Excerpted passage:
::::::::
I headed to the Rukwa Basin in the Katavi region in the deep west of Tanzania - after five memorable days of driving by jeep from Dar Es Salaam during which I saw much of the country, and by the same route Jane had traveled countless times. In the Rukwa basin I would learn about the geomorphology, tectonic fault lines, and lake level fluctuations of Lake Rukwa, which was interesting because once in the past the Rukwa and Tanganyika lakes formed one gigantic lake.

After the fieldwork, I studied satellite images and aerial photographs. But I noticed something strange and unnatural on the imagery. Besides geological structures, there was something I couldn't put my finger on: Straight stripes scratched through with shorter stripes, perpendicular to each other. Too tight and straight to have grown organically. What on earth was that?

Claws in the earth's skin

I realized that I actually knew what those stripes were: driveways on which large sawyers and trucks could drive on and off to cut down trees and transfer the big logs, most likely illegally.

It looked like some savage creature had put its claws into the skin of the earth. Of course, the signs of forest clearing that I noticed were not a new discovery. It had been going on for decades, and Jane Goodall had been a direct witness to the transformation of the environment all along. Understandably, she did not want to see the forest destruction and turned away her gaze. But there was something else that could be read in her eyes: determination. By then, she was already in full action against the decline of nature in Tanzania, and nothing would stop her.

Jane leaves Gombe

To amplify her call to stand up for nature, she had founded the Jane Goodall Institute (JGI) in 1977 to protect wild animals and their habitat, together with local communities. Jane knew that the rural people of Tanzania were poor and had not much choices. Participating in deforestation was a way, often the only one, to make some money. Involving locals in JGI's actions could help turn the tide.

But at a 1986 conference in Chicago, Jane became aware of the enormous scale of nature destruction in Africa, and she realized that her beloved chimpanzees really didn't stand a chance. She ceased her research in Gombe, her little piece of heaven, to throw herself fully onto conservation, awareness raising and activism. To do so, she's been travelling the world for decades, and is away from home for over 300 days per year, and continues doing so today. As I write, Jane, after an intense Belgian weekend, has long since flown to the West Coast of the U.S., hopping from one state to another, speaking to people in fully booked halls, propelled by the energy of realizing that she is making a difference.

The Belgian JGI was founded in 2005 and is one of many JGI offices worldwide. In 2020 I asked general director Anouska Plasmeijer if I could contribute as a volunteer for translation and writing.

From petroleum to activism

I had previously worked in petroleum exploration (Getech, England) and in technical translation, but after those industry experiences, I wanted to work for a greener cause, learn about the activism world and collaborate with like-minded people.
::::::::
Supplied information:
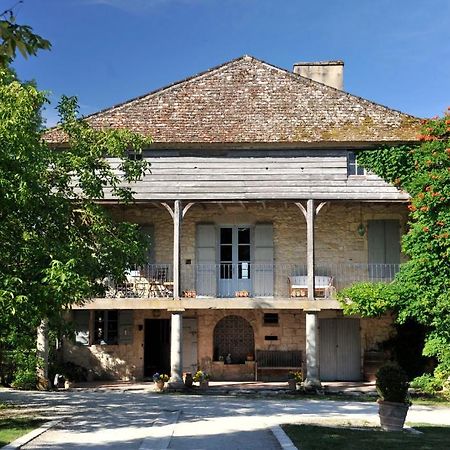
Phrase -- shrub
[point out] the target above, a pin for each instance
(392, 383)
(427, 384)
::::::::
Task description:
Reproduce the passage of the Jane Goodall excerpt from "I realized that" up to and including "would stop her.", word for word.

Finished exercise:
I realized that I actually knew what those stripes were: driveways on which large sawyers and trucks could drive on and off to cut down trees and transfer the big logs, most likely illegally.

It looked like some savage creature had put its claws into the skin of the earth. Of course, the signs of forest clearing that I noticed were not a new discovery. It had been going on for decades, and Jane Goodall had been a direct witness to the transformation of the environment all along. Understandably, she did not want to see the forest destruction and turned away her gaze. But there was something else that could be read in her eyes: determination. By then, she was already in full action against the decline of nature in Tanzania, and nothing would stop her.